━━━━━ DATA FOR THIS EXERCISE ━━━━━
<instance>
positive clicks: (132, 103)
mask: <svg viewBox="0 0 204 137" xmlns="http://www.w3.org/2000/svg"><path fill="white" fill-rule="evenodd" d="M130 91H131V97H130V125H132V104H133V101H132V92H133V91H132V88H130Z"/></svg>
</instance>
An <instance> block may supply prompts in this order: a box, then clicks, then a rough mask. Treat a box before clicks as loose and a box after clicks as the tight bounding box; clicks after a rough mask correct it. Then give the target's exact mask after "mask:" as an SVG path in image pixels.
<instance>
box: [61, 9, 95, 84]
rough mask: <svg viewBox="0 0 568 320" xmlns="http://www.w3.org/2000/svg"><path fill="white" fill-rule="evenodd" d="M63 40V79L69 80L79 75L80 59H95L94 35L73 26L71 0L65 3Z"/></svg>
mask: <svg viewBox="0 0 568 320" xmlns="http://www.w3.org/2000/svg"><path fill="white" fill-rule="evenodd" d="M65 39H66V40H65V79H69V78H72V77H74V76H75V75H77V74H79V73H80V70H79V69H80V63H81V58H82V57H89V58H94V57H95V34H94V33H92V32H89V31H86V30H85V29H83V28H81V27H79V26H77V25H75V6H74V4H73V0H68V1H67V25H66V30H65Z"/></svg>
━━━━━
- **TASK STATEMENT**
Retype the records above exactly, so that no line differs from its source.

- **SOLVED PROBLEM**
<instance>
positive clicks: (132, 103)
mask: <svg viewBox="0 0 204 137" xmlns="http://www.w3.org/2000/svg"><path fill="white" fill-rule="evenodd" d="M130 91H131V97H130V125H132V104H133V101H132V92H133V91H132V88H130Z"/></svg>
</instance>
An <instance> block may supply prompts in this order: a box, then clicks, then a rough mask. Treat a box before clicks as loose and a box after clicks as the tight bounding box; clicks after a rough mask correct it. Then give the target's exact mask after "mask:" as an SVG path in image pixels.
<instance>
box: [61, 9, 95, 84]
rough mask: <svg viewBox="0 0 568 320" xmlns="http://www.w3.org/2000/svg"><path fill="white" fill-rule="evenodd" d="M63 40V79L69 80L79 75L80 59H95L94 35L73 26L71 0L65 3Z"/></svg>
mask: <svg viewBox="0 0 568 320" xmlns="http://www.w3.org/2000/svg"><path fill="white" fill-rule="evenodd" d="M65 39H66V40H65V79H69V78H72V77H74V76H75V75H77V74H79V73H80V70H79V69H80V63H81V58H82V57H89V58H94V57H95V34H94V33H92V32H89V31H86V30H85V29H83V28H81V27H79V26H77V25H75V6H74V4H73V0H68V1H67V25H66V30H65Z"/></svg>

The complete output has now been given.